_AIM:_
Rewrite the lines of every item below as a numbered list, leaving out any blank lines.

_INPUT FOR THIS TASK:_
§

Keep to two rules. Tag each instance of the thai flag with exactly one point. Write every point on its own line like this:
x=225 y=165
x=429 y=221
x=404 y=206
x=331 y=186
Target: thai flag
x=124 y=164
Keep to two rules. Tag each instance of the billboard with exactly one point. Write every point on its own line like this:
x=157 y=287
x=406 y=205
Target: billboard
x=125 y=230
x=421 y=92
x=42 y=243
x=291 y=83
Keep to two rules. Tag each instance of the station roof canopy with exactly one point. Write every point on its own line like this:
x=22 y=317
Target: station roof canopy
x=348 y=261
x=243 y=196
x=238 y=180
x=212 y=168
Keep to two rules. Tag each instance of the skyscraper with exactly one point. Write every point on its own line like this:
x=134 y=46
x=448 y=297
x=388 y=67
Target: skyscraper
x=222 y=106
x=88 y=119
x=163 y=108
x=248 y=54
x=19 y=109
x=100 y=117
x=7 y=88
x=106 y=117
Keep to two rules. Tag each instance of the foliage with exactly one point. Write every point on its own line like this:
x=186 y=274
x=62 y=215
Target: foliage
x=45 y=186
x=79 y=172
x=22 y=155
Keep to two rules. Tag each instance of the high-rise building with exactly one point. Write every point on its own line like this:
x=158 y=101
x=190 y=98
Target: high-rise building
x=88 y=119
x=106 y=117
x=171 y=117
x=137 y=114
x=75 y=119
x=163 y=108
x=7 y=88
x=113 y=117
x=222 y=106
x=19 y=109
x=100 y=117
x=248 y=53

§

_RESULT:_
1. Keep to two rules. Tag each instance of the thai flag with exactly one point. Write every point on its own line like this:
2. x=225 y=165
3. x=429 y=221
4. x=404 y=206
5. x=331 y=186
6. Target: thai flag
7. x=124 y=164
8. Keep to two rules. Tag each instance of the billboard with exactly one point. Write every point on its own line like this:
9. x=157 y=287
10. x=406 y=205
11. Target: billboard
12. x=125 y=230
13. x=421 y=92
14. x=42 y=243
15. x=291 y=83
16. Keep to two rules. Tag each instance of the station roof canopy with exactly one point. Write every point on its own line like this:
17. x=22 y=317
18. Target: station roof canopy
19. x=348 y=261
20. x=243 y=196
21. x=238 y=180
22. x=212 y=168
23. Keep to two rules. Tag each instance of the skyscraper with exactly one point. Write every point on its own line like this:
24. x=134 y=46
25. x=448 y=297
26. x=388 y=67
27. Target: skyscraper
28. x=222 y=106
29. x=88 y=119
30. x=163 y=108
31. x=248 y=54
32. x=19 y=109
33. x=100 y=117
34. x=7 y=88
35. x=106 y=117
36. Keep to two rules. Tag each instance of the foliage with exactly one point. Write every point on its own line like this:
37. x=186 y=274
38. x=62 y=215
39. Target: foliage
40. x=45 y=186
41. x=79 y=172
42. x=22 y=155
43. Keep to two rules. Tag each instance of the high-rise building with exactly one point. Write every point on its own line like this:
44. x=158 y=101
45. x=190 y=98
46. Target: high-rise building
47. x=88 y=119
48. x=106 y=117
49. x=171 y=117
50. x=137 y=114
51. x=75 y=119
52. x=163 y=108
53. x=7 y=88
54. x=113 y=117
55. x=222 y=106
56. x=19 y=109
57. x=100 y=117
58. x=248 y=53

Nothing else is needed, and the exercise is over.